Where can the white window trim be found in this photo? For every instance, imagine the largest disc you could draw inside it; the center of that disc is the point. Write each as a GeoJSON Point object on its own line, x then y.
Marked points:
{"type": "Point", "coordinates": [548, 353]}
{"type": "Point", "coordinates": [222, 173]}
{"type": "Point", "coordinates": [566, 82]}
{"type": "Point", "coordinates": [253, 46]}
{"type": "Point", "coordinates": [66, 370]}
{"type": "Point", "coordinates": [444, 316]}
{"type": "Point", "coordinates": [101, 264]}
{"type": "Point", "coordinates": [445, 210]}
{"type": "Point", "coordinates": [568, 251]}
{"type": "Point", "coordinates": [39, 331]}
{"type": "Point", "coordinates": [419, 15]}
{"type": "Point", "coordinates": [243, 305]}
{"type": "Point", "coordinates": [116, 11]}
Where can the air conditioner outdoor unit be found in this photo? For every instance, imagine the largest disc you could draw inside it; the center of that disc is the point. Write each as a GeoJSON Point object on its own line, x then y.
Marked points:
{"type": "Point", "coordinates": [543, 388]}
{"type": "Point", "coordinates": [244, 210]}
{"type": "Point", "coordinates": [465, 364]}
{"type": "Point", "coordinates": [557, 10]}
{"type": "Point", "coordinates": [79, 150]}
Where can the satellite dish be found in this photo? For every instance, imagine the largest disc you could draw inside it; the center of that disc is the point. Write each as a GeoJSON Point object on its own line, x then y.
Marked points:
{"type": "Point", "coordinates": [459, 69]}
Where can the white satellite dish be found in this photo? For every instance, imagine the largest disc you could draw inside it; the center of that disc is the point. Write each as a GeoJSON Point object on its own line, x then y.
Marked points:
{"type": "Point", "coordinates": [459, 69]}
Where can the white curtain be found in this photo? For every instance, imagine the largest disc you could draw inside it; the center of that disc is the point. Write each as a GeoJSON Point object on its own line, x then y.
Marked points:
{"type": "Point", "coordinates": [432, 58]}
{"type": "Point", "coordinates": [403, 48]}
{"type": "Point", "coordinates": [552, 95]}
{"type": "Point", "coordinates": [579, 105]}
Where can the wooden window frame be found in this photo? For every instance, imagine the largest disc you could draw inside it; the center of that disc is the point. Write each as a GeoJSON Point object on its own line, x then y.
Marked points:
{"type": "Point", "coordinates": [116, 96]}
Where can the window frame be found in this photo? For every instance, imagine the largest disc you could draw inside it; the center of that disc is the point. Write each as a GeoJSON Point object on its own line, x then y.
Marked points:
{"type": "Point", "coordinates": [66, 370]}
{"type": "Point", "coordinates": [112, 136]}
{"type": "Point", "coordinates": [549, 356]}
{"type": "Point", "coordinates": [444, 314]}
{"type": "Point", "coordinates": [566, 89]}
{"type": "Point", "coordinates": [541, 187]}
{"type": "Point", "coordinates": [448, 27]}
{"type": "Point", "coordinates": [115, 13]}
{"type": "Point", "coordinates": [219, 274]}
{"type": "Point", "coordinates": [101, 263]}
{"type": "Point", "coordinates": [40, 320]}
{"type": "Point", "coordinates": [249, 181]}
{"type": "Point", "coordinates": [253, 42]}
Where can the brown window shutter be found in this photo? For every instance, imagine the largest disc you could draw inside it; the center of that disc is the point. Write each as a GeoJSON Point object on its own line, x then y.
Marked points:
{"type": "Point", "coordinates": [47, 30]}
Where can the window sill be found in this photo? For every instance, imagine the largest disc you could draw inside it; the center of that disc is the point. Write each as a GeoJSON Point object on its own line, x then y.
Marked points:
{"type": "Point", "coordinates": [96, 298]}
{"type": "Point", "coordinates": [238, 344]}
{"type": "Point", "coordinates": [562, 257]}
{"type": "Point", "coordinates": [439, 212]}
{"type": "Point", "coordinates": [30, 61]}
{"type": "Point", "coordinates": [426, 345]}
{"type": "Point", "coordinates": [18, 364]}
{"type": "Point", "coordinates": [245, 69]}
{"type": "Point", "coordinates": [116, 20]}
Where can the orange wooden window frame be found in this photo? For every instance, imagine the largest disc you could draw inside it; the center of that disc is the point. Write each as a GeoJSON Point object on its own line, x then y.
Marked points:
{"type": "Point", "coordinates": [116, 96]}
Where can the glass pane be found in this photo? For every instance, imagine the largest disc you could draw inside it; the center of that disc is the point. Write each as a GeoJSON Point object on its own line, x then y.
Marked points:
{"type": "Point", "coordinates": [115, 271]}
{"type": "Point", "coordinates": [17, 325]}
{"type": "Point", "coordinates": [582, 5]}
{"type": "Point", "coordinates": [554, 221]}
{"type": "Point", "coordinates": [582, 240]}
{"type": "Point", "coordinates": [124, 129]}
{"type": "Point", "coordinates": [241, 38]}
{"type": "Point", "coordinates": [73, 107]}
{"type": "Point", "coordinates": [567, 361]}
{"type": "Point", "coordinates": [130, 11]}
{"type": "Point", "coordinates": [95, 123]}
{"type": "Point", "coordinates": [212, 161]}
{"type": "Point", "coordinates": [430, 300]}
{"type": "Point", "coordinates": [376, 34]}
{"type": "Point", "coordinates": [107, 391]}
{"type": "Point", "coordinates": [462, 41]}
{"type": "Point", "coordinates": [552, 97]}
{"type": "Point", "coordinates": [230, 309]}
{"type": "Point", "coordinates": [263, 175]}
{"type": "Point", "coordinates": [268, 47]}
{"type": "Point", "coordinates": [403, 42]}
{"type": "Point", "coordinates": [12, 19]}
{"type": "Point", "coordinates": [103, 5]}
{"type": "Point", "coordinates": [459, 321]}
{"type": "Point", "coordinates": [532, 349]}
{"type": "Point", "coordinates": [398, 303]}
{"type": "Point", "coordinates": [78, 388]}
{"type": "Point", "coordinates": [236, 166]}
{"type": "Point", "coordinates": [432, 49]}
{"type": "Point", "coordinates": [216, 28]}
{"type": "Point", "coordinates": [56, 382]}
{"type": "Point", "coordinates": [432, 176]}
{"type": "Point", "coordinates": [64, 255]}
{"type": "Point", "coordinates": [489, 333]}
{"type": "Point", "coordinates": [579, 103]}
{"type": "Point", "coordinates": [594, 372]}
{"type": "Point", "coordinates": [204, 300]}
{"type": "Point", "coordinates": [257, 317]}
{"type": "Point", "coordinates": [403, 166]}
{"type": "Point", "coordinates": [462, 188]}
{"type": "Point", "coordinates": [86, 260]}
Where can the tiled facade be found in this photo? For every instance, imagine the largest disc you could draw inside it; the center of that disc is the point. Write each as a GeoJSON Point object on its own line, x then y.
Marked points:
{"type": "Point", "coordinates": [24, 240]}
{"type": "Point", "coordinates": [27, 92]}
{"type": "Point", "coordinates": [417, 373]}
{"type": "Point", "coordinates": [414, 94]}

= = = = = = =

Assignment: From the first line to the last, return the material exactly.

Output of the task:
Where can the white window trim be found in this photo? For every instance, imagine the largest disc you could draw inside it; the center of that disc is the point. Write each as a GeoJSON Point object on its own line, x then y.
Marked points:
{"type": "Point", "coordinates": [548, 353]}
{"type": "Point", "coordinates": [222, 173]}
{"type": "Point", "coordinates": [566, 82]}
{"type": "Point", "coordinates": [253, 46]}
{"type": "Point", "coordinates": [66, 370]}
{"type": "Point", "coordinates": [444, 316]}
{"type": "Point", "coordinates": [101, 264]}
{"type": "Point", "coordinates": [445, 210]}
{"type": "Point", "coordinates": [568, 251]}
{"type": "Point", "coordinates": [39, 331]}
{"type": "Point", "coordinates": [419, 15]}
{"type": "Point", "coordinates": [243, 305]}
{"type": "Point", "coordinates": [116, 11]}
Where can the air conditioner outdoor unit be found in this photo? For every instance, imagine the largest disc you could draw inside it; the center of that disc is the point. Write each as a GeoJSON Point object on its own line, x then y.
Marked points:
{"type": "Point", "coordinates": [543, 388]}
{"type": "Point", "coordinates": [244, 210]}
{"type": "Point", "coordinates": [465, 364]}
{"type": "Point", "coordinates": [557, 10]}
{"type": "Point", "coordinates": [79, 150]}
Where can the satellite dish be found in this photo? For every instance, imagine the largest disc you could draw inside it; the center of that disc is the point. Write each as a GeoJSON Point object on its own line, x then y.
Marked points:
{"type": "Point", "coordinates": [459, 69]}
Where can the white satellite dish be found in this photo? For every instance, imagine the largest disc you could draw inside it; the center of that disc is the point. Write each as a GeoJSON Point object on its own line, x then y.
Marked points:
{"type": "Point", "coordinates": [459, 69]}
Where can the white curtain be found in this photo? For every instance, imagine the largest disc you could draw inside it; the center of that disc is the point. Write each as a GeoJSON Point object on its own line, x then y.
Marked points:
{"type": "Point", "coordinates": [432, 58]}
{"type": "Point", "coordinates": [403, 48]}
{"type": "Point", "coordinates": [552, 95]}
{"type": "Point", "coordinates": [579, 105]}
Where can the wooden window frame be found in this photo? For every instance, imagine the largest disc you could draw inside it; the center of that disc is the point. Write each as a GeoJSON Point object on its own line, x then y.
Marked points:
{"type": "Point", "coordinates": [116, 96]}
Where can the window frame be found in this photo? For every instance, imagine the largest disc you could draw inside it; the center of that disc is the point. Write each as a GeoJSON Point object on its own line, x then y.
Marked points:
{"type": "Point", "coordinates": [66, 370]}
{"type": "Point", "coordinates": [112, 136]}
{"type": "Point", "coordinates": [549, 356]}
{"type": "Point", "coordinates": [444, 314]}
{"type": "Point", "coordinates": [566, 89]}
{"type": "Point", "coordinates": [541, 187]}
{"type": "Point", "coordinates": [448, 27]}
{"type": "Point", "coordinates": [115, 13]}
{"type": "Point", "coordinates": [219, 274]}
{"type": "Point", "coordinates": [101, 263]}
{"type": "Point", "coordinates": [40, 320]}
{"type": "Point", "coordinates": [249, 181]}
{"type": "Point", "coordinates": [253, 42]}
Where can the brown window shutter be found in this photo? For every instance, imagine the largest disc you could draw inside it; the center of that disc is the point. Write each as a GeoJSON Point object on its own line, x then y.
Marked points:
{"type": "Point", "coordinates": [47, 30]}
Where can the window sill be found in this photo? For every instance, imagine the largest disc you could draw inside it; the center of that disc is the point. Write each as a GeoJSON Point object on its own line, x then y.
Marked points:
{"type": "Point", "coordinates": [96, 298]}
{"type": "Point", "coordinates": [238, 344]}
{"type": "Point", "coordinates": [562, 257]}
{"type": "Point", "coordinates": [439, 212]}
{"type": "Point", "coordinates": [30, 61]}
{"type": "Point", "coordinates": [426, 345]}
{"type": "Point", "coordinates": [18, 364]}
{"type": "Point", "coordinates": [245, 69]}
{"type": "Point", "coordinates": [116, 20]}
Where can the orange wooden window frame be found in this photo? For every instance, imagine the largest disc you could draw inside it; the center of that disc is the point. Write each as a GeoJSON Point object on its own line, x then y.
Marked points:
{"type": "Point", "coordinates": [116, 96]}
Where can the glass pane be found in this photo? For every instance, imagine the largest disc you could draw inside it; the center of that disc is the point. Write each as a GeoJSON Point object on its own line, x then y.
Marked points:
{"type": "Point", "coordinates": [115, 271]}
{"type": "Point", "coordinates": [17, 325]}
{"type": "Point", "coordinates": [582, 5]}
{"type": "Point", "coordinates": [554, 221]}
{"type": "Point", "coordinates": [582, 240]}
{"type": "Point", "coordinates": [124, 129]}
{"type": "Point", "coordinates": [241, 38]}
{"type": "Point", "coordinates": [73, 107]}
{"type": "Point", "coordinates": [567, 361]}
{"type": "Point", "coordinates": [130, 11]}
{"type": "Point", "coordinates": [95, 123]}
{"type": "Point", "coordinates": [212, 161]}
{"type": "Point", "coordinates": [430, 300]}
{"type": "Point", "coordinates": [376, 34]}
{"type": "Point", "coordinates": [107, 391]}
{"type": "Point", "coordinates": [462, 41]}
{"type": "Point", "coordinates": [552, 97]}
{"type": "Point", "coordinates": [230, 309]}
{"type": "Point", "coordinates": [263, 175]}
{"type": "Point", "coordinates": [268, 47]}
{"type": "Point", "coordinates": [403, 42]}
{"type": "Point", "coordinates": [12, 19]}
{"type": "Point", "coordinates": [103, 5]}
{"type": "Point", "coordinates": [459, 321]}
{"type": "Point", "coordinates": [532, 349]}
{"type": "Point", "coordinates": [398, 303]}
{"type": "Point", "coordinates": [78, 388]}
{"type": "Point", "coordinates": [236, 166]}
{"type": "Point", "coordinates": [432, 49]}
{"type": "Point", "coordinates": [216, 28]}
{"type": "Point", "coordinates": [56, 382]}
{"type": "Point", "coordinates": [432, 176]}
{"type": "Point", "coordinates": [64, 255]}
{"type": "Point", "coordinates": [489, 333]}
{"type": "Point", "coordinates": [579, 103]}
{"type": "Point", "coordinates": [594, 372]}
{"type": "Point", "coordinates": [204, 300]}
{"type": "Point", "coordinates": [257, 317]}
{"type": "Point", "coordinates": [403, 166]}
{"type": "Point", "coordinates": [462, 188]}
{"type": "Point", "coordinates": [86, 260]}
Where can the tiled facade be found in this photo? For every instance, imagine the largest disc you could draw inside it; the center of that disc is the point. Write each as a GeoJSON Point object on its own line, x then y.
Marked points:
{"type": "Point", "coordinates": [24, 240]}
{"type": "Point", "coordinates": [27, 92]}
{"type": "Point", "coordinates": [417, 373]}
{"type": "Point", "coordinates": [414, 94]}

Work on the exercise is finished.